**EXERCISE AIM**.
Rename "swim shorts" to "board shorts" in the items from the line with "target: man in swim shorts" to the line with "222 115 L 221", and return only those lines with nothing else changed.

**Labeled region records**.
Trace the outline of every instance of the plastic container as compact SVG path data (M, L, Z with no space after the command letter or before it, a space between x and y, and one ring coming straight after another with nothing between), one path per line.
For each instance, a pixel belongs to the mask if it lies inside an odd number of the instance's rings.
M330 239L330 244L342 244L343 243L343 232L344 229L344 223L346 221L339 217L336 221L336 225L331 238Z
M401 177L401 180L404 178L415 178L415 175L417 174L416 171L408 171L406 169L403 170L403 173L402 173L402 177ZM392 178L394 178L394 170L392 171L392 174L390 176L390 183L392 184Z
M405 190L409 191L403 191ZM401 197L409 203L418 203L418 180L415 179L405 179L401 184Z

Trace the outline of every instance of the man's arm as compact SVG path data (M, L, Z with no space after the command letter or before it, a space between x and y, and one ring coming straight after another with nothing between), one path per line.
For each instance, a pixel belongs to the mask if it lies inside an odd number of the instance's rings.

==

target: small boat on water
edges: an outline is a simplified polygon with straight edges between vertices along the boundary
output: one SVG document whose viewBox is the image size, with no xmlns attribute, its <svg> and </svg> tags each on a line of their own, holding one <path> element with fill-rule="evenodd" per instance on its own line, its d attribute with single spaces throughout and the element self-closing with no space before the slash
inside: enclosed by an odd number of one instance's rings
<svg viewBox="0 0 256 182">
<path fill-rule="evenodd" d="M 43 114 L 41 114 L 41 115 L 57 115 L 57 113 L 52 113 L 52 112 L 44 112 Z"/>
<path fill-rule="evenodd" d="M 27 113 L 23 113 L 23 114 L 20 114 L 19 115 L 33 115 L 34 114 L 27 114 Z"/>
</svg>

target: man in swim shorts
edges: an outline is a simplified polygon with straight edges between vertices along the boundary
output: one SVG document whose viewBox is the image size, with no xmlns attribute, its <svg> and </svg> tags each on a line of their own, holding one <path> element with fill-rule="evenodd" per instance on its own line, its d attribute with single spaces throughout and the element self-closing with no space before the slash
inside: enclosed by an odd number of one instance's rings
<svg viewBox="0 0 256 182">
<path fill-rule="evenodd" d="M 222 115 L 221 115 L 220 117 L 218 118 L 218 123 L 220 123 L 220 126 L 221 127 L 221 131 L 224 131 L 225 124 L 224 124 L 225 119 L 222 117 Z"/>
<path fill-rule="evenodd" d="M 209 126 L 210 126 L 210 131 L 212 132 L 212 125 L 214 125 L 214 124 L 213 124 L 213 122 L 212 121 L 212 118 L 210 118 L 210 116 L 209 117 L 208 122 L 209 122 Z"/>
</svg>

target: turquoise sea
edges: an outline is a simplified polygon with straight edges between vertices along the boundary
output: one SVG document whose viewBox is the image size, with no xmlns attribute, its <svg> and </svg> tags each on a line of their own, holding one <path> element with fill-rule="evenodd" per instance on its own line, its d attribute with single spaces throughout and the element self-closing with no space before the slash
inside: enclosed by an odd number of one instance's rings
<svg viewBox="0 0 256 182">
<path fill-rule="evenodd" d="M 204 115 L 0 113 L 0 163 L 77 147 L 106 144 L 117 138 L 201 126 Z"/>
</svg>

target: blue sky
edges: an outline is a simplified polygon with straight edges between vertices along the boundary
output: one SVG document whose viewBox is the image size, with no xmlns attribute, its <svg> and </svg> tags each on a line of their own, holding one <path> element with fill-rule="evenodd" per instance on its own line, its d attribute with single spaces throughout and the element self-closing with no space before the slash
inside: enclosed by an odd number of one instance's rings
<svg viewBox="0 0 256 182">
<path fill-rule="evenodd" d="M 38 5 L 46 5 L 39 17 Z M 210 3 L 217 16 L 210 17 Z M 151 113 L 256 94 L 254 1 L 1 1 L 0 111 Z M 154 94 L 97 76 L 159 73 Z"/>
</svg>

**EXERCISE ANSWER**.
target: man in board shorts
edges: an outline is a simplified polygon with straight edges between vertices along the boundary
output: one SVG document whose viewBox is the image size, with no xmlns attribute, its <svg> and </svg> tags each on a line of their own, holding one <path> element with fill-rule="evenodd" per instance on its own line, its d attribute with single spaces throughout and the element self-closing with no space before the slash
inside: enclosed by an odd number of one instance's rings
<svg viewBox="0 0 256 182">
<path fill-rule="evenodd" d="M 222 115 L 221 115 L 220 117 L 218 118 L 218 123 L 220 123 L 220 126 L 221 127 L 221 131 L 224 131 L 225 124 L 224 124 L 225 119 L 222 117 Z"/>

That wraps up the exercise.